**Records for processing**:

- - - -

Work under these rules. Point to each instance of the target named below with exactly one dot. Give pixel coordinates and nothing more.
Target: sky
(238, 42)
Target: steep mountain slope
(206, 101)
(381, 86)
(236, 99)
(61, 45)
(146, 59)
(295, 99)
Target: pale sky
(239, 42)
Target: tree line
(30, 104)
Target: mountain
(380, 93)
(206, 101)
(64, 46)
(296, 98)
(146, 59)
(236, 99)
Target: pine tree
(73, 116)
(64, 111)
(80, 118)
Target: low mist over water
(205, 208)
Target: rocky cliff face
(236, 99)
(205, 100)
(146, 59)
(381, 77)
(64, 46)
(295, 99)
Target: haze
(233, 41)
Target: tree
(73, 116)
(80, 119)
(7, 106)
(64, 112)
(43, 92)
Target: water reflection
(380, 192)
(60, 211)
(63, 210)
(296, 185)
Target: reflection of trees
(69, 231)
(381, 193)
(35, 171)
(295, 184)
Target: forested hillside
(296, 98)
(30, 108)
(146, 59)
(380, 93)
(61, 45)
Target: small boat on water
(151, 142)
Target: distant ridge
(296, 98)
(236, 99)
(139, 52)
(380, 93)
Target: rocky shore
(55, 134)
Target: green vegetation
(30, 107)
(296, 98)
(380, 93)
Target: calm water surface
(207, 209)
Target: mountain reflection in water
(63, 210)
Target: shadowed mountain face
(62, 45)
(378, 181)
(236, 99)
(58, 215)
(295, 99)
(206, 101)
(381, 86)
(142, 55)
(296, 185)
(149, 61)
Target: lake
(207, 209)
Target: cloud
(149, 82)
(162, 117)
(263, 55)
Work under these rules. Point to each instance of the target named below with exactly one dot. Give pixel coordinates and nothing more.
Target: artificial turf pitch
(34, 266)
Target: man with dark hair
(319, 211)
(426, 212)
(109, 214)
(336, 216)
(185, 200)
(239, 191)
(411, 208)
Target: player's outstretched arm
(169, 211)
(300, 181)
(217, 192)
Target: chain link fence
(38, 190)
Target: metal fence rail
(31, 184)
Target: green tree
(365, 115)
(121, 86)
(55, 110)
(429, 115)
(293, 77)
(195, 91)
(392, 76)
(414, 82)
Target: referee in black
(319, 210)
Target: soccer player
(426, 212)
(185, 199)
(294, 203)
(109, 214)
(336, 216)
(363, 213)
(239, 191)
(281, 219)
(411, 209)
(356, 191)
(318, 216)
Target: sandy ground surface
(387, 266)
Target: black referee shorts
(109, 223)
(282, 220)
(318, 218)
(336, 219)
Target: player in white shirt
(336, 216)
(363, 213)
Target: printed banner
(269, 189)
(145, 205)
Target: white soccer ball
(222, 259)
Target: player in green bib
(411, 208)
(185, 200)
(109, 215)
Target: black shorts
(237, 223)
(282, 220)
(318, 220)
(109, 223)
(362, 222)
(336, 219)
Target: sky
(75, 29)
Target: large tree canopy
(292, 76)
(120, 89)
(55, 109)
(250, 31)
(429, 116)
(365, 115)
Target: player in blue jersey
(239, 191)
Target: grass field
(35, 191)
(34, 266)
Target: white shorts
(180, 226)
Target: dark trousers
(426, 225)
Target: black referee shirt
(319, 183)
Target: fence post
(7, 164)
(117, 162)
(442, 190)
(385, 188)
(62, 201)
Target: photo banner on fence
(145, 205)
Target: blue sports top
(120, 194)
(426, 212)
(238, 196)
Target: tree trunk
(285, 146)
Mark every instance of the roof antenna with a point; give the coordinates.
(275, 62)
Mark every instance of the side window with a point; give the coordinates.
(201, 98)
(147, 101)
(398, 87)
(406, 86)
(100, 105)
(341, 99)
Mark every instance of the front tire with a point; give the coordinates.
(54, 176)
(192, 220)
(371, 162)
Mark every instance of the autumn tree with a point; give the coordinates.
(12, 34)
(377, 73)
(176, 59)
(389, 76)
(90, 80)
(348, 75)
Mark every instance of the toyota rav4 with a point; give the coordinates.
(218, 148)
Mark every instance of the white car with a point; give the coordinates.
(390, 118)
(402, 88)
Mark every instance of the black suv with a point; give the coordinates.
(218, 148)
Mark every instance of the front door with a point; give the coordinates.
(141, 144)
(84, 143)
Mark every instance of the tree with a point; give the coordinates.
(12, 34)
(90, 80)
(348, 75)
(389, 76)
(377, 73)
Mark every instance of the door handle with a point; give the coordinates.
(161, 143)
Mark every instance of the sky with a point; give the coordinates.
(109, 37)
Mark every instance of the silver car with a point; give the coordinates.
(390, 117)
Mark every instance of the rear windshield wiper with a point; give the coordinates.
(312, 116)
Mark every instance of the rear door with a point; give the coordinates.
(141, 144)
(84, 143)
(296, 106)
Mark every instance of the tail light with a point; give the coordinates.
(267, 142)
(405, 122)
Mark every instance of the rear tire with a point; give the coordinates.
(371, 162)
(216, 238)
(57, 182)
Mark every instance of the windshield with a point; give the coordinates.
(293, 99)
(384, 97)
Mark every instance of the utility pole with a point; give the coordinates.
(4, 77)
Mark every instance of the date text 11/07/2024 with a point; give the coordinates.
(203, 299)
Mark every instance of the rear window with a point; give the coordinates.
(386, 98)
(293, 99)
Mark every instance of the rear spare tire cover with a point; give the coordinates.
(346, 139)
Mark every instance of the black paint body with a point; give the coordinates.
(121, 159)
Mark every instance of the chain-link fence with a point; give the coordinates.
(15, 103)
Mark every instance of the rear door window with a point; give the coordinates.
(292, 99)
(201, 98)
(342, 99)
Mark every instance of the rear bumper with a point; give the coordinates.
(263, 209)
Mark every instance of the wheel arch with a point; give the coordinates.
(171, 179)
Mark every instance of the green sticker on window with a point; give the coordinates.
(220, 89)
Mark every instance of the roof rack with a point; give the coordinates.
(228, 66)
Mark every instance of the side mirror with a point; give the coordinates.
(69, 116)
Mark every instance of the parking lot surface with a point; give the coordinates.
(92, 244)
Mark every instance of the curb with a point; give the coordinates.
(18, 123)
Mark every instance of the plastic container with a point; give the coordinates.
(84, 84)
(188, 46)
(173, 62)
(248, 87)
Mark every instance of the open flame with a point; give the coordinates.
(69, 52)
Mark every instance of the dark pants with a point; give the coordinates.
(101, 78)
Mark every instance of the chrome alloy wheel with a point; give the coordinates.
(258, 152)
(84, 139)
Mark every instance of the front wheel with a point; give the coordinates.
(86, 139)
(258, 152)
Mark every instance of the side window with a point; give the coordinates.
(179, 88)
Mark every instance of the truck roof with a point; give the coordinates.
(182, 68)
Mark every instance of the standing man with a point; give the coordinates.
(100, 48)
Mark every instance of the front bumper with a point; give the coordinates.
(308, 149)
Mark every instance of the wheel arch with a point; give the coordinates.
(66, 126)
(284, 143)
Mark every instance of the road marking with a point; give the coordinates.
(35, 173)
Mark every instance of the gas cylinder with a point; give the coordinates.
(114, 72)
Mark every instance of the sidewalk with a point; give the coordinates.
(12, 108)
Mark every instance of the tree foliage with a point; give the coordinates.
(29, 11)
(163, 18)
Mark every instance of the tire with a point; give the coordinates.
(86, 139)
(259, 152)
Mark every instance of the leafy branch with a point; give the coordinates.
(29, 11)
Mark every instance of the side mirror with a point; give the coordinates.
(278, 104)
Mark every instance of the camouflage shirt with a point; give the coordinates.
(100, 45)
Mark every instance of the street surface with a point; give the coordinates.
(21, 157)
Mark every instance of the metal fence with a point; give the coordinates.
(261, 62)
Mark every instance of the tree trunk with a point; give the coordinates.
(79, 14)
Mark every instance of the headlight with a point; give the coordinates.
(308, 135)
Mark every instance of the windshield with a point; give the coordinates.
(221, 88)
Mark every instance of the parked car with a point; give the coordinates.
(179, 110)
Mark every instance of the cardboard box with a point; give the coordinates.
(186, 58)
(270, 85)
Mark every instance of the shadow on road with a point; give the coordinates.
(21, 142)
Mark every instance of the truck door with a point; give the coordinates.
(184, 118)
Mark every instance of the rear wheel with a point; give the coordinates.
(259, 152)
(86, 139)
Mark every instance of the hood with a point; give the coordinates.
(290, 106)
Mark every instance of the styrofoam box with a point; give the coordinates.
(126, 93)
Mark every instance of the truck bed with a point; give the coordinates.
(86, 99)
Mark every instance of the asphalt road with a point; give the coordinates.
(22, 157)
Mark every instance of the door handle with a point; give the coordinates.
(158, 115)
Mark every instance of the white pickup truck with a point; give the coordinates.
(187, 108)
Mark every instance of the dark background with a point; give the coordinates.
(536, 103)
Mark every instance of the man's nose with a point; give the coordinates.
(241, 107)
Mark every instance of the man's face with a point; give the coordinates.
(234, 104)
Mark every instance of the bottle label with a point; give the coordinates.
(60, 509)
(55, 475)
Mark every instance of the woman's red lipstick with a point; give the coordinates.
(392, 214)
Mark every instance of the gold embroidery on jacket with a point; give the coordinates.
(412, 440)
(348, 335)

- - - -

**Your objective**:
Print the line containing "Mark every instance of the rear wheel" and every line after it to the end of the records above, exactly as written, and nothing else.

**Response for this exercise**:
Mark every instance of the rear wheel with a point; give the coordinates.
(259, 152)
(86, 139)
Mark every instance of the hood with a point; give the coordinates.
(290, 106)
Mark every instance of the styrofoam box with a point; give the coordinates.
(126, 93)
Mark every instance of the truck bed with a point; give the coordinates.
(86, 99)
Mark every instance of the asphalt road with a point; give the coordinates.
(22, 157)
Mark every instance of the door handle with a point; give the coordinates.
(158, 115)
Mark every instance of the white pickup truck with a point; give the coordinates.
(187, 108)
Mark every instance of the dark background with a point; give the coordinates.
(536, 103)
Mark every instance of the man's nose with a point; give the coordinates.
(241, 107)
Mark every instance of the man's face with a point; give the coordinates.
(234, 104)
Mark every instance of the bottle label with a point; give the coordinates.
(60, 509)
(55, 475)
Mark every instance of the woman's red lipstick with a point; give the coordinates.
(392, 214)
Mark every instance of the gold embroidery on jacket with a point; give the coordinates.
(412, 440)
(348, 335)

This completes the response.